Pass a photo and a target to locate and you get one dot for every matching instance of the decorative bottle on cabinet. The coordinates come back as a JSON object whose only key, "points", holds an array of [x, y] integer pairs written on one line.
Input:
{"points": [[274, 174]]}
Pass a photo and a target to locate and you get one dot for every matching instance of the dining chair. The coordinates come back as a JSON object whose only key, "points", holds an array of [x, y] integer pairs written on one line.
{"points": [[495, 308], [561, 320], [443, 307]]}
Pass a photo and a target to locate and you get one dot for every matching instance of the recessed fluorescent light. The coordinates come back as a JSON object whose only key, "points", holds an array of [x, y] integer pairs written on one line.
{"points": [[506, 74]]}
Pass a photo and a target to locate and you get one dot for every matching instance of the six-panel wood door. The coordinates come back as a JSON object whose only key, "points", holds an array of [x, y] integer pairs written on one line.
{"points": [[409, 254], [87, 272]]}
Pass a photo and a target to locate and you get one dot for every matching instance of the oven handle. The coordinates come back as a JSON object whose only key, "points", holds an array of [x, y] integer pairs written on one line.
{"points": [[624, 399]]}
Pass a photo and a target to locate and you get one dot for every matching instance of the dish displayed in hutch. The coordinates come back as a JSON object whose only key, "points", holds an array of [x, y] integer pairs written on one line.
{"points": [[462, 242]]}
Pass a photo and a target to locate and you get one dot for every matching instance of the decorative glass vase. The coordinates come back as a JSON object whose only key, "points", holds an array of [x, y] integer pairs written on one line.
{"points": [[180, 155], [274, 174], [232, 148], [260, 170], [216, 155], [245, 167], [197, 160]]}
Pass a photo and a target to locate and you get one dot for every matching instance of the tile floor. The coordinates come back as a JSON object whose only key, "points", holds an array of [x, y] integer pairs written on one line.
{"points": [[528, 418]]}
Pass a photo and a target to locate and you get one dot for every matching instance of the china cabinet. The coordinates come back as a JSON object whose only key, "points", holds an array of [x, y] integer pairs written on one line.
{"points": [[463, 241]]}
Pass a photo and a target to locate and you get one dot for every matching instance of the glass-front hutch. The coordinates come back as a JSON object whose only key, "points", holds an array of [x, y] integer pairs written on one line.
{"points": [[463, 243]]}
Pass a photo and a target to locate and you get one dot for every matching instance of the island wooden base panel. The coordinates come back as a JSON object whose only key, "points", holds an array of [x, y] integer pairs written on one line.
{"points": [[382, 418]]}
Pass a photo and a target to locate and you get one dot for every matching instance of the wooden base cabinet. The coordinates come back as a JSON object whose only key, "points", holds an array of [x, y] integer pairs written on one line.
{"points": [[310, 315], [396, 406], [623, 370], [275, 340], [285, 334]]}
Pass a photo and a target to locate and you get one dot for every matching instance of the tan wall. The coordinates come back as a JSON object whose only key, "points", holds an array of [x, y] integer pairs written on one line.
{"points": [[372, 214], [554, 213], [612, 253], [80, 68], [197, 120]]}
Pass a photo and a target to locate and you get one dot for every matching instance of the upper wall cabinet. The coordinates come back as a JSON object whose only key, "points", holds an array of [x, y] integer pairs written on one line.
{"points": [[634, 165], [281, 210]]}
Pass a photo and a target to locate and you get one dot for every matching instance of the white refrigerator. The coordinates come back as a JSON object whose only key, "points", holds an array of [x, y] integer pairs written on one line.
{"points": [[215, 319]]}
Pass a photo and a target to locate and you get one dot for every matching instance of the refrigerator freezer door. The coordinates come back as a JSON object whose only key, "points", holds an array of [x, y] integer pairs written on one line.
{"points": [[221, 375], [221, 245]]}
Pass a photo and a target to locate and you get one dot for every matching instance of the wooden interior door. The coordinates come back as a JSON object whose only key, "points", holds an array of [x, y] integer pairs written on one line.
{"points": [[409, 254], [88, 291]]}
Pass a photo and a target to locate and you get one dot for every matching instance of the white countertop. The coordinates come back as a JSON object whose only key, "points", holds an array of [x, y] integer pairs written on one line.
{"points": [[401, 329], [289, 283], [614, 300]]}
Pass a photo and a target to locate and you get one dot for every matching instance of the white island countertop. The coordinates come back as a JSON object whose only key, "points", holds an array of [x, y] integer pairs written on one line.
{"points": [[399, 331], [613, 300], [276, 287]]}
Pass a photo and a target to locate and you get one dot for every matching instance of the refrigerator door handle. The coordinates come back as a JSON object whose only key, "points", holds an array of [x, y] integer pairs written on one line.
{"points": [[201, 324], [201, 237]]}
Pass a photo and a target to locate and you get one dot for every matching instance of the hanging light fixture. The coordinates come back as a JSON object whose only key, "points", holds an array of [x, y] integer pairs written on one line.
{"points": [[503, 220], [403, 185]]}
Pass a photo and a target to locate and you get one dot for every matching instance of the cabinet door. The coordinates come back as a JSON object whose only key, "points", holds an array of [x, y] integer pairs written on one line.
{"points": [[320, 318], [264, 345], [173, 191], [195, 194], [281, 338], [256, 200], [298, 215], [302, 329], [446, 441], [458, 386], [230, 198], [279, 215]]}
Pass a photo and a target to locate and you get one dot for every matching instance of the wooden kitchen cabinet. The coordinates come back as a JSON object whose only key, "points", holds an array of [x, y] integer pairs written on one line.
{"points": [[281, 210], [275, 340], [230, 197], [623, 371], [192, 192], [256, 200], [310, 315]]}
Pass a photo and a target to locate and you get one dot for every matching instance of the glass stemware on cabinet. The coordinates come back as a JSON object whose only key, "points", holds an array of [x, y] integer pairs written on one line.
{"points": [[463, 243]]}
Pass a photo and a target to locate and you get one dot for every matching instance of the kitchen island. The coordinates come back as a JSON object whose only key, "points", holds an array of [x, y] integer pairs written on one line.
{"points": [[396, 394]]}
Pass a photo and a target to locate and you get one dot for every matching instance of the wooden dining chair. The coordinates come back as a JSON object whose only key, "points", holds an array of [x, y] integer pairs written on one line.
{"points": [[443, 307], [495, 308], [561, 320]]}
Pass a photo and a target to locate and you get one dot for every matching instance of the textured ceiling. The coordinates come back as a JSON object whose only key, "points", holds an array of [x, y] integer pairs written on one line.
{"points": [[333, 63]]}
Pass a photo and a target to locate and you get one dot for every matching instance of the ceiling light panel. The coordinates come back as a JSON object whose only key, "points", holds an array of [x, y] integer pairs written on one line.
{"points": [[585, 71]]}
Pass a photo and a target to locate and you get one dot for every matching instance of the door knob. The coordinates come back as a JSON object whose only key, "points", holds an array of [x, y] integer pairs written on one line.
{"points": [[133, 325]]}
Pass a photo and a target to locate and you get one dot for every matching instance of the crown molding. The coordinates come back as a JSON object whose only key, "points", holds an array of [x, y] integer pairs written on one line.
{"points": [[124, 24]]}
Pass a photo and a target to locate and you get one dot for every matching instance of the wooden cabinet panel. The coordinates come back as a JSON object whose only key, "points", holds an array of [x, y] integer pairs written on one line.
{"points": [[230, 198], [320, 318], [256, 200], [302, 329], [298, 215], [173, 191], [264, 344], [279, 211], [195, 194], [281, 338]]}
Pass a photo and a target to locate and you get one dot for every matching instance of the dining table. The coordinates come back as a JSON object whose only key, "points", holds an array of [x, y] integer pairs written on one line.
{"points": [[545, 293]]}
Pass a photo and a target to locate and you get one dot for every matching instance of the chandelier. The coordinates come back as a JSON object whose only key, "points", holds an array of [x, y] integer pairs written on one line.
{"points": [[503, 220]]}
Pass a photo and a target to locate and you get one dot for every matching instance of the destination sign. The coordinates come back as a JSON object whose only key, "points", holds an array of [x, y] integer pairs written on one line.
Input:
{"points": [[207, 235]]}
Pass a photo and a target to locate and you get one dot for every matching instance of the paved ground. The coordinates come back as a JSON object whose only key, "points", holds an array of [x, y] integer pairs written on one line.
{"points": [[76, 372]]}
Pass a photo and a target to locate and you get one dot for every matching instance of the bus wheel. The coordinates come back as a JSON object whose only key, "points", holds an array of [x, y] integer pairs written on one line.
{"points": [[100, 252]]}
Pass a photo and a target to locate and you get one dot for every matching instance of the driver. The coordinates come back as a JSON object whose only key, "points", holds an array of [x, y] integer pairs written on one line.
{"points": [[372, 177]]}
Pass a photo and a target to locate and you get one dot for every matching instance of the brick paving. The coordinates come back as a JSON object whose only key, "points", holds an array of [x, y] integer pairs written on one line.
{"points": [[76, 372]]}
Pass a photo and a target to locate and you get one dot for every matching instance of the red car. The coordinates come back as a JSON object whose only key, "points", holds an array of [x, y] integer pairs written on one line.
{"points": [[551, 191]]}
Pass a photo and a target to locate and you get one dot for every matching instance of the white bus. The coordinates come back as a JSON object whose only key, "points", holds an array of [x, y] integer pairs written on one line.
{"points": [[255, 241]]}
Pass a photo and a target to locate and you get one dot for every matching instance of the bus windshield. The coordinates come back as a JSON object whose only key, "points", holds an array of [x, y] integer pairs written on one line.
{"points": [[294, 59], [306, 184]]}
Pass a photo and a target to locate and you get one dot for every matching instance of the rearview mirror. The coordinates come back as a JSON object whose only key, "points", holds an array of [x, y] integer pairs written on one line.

★ ★ ★ ★ ★ ★ ★

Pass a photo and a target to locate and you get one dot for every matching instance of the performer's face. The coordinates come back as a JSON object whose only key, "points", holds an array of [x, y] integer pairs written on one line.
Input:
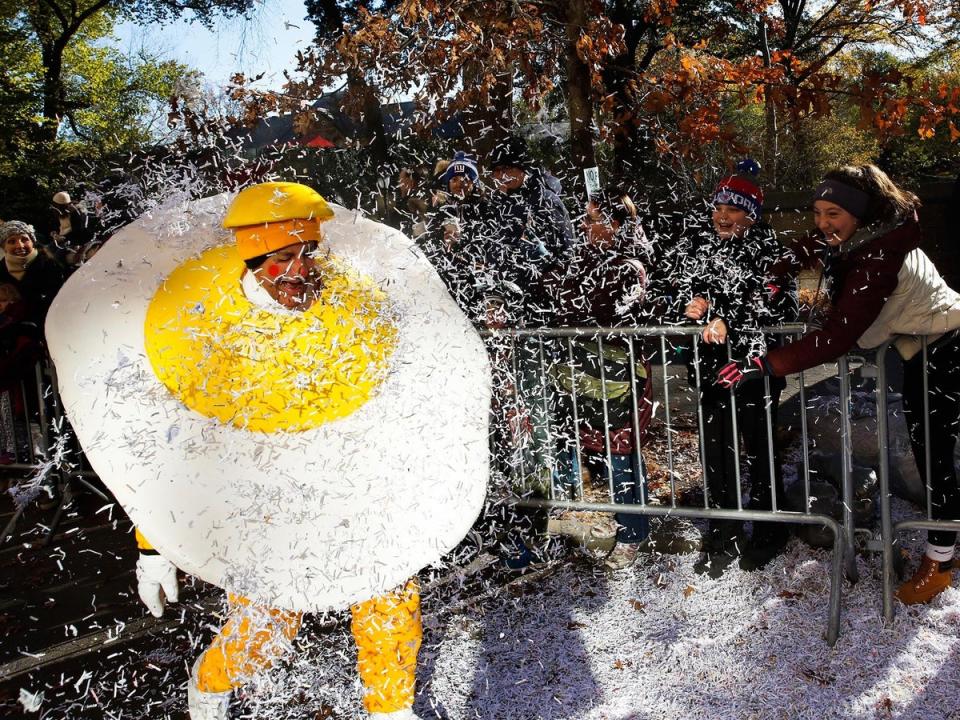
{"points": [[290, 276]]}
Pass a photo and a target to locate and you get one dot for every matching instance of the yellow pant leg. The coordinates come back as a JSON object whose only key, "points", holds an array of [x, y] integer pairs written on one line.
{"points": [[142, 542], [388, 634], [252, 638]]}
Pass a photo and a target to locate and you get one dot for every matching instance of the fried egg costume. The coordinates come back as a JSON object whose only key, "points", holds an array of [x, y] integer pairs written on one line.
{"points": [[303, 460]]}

★ ★ ★ ★ ★ ★ ★

Task directions
How many lines of the material contain the word "white"? Reply with the number alone.

Exercise answer
4